[Problem]:
All pictures should be dropped, and only the lines from the top of the entries below through the line containing "Can you find the green" repeated exactly, both ends included.

········

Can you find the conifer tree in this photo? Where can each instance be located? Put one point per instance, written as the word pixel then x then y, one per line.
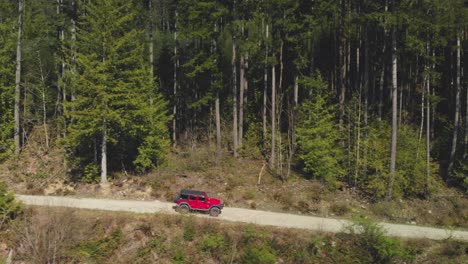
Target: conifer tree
pixel 118 112
pixel 318 134
pixel 7 76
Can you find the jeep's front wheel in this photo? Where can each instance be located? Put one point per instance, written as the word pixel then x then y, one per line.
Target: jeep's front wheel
pixel 184 209
pixel 214 211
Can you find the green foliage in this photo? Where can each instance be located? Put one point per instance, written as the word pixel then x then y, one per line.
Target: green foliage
pixel 7 77
pixel 259 254
pixel 116 94
pixel 317 134
pixel 380 248
pixel 179 257
pixel 103 248
pixel 190 231
pixel 411 170
pixel 9 208
pixel 91 173
pixel 460 174
pixel 156 244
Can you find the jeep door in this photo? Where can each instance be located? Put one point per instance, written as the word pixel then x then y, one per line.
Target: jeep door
pixel 193 201
pixel 202 204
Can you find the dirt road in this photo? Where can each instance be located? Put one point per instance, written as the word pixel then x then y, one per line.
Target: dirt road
pixel 243 215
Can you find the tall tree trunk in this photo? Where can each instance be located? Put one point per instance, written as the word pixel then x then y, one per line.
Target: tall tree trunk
pixel 151 38
pixel 234 98
pixel 428 135
pixel 393 151
pixel 104 152
pixel 366 97
pixel 342 64
pixel 21 5
pixel 456 121
pixel 265 92
pixel 44 108
pixel 421 127
pixel 176 68
pixel 60 83
pixel 273 116
pixel 73 50
pixel 217 108
pixel 241 99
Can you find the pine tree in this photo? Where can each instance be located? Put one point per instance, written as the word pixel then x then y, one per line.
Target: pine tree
pixel 118 109
pixel 7 77
pixel 318 134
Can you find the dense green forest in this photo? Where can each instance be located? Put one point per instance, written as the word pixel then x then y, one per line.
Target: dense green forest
pixel 364 94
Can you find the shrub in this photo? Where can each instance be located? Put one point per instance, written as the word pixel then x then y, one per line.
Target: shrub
pixel 9 208
pixel 340 209
pixel 381 249
pixel 189 231
pixel 214 245
pixel 178 257
pixel 102 248
pixel 259 254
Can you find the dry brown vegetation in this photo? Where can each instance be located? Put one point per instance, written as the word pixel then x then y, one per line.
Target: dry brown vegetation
pixel 49 235
pixel 236 182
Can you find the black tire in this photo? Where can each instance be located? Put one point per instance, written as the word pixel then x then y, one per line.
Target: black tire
pixel 214 211
pixel 184 209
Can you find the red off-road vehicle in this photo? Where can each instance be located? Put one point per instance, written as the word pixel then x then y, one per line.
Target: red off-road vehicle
pixel 191 200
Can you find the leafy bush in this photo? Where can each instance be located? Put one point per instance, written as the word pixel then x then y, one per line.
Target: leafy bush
pixel 189 231
pixel 410 178
pixel 102 248
pixel 259 254
pixel 91 172
pixel 381 249
pixel 340 209
pixel 9 208
pixel 318 135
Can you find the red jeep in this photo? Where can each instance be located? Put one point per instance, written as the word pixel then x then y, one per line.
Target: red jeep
pixel 191 200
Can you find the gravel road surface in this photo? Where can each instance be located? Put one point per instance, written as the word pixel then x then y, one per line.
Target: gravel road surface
pixel 243 215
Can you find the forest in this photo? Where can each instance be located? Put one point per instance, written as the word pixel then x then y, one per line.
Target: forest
pixel 358 94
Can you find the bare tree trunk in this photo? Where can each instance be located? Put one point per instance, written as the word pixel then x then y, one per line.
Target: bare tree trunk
pixel 60 83
pixel 21 5
pixel 73 50
pixel 342 64
pixel 421 128
pixel 273 116
pixel 366 97
pixel 393 152
pixel 44 109
pixel 176 68
pixel 246 88
pixel 241 100
pixel 428 135
pixel 151 38
pixel 456 121
pixel 234 98
pixel 265 92
pixel 104 152
pixel 217 108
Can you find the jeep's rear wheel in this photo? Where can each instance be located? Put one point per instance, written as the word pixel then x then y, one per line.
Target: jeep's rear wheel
pixel 184 209
pixel 214 211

········

[Your response]:
Can you find the conifer tree in this photo? Where can each instance be located? Put one point per instance, written as the word pixel then x then y, one per line.
Target: conifer tree
pixel 118 112
pixel 318 134
pixel 7 76
Can you find the jeep's front wheel in this photo? Where can each instance be located? Put one point per instance, written as the word pixel then x then y, one per line.
Target: jeep's front wheel
pixel 184 209
pixel 214 211
Can you find the green foliage in this photo? Where can each instance be located? Put one point per instance, written as the word pixel then x then y, one per line.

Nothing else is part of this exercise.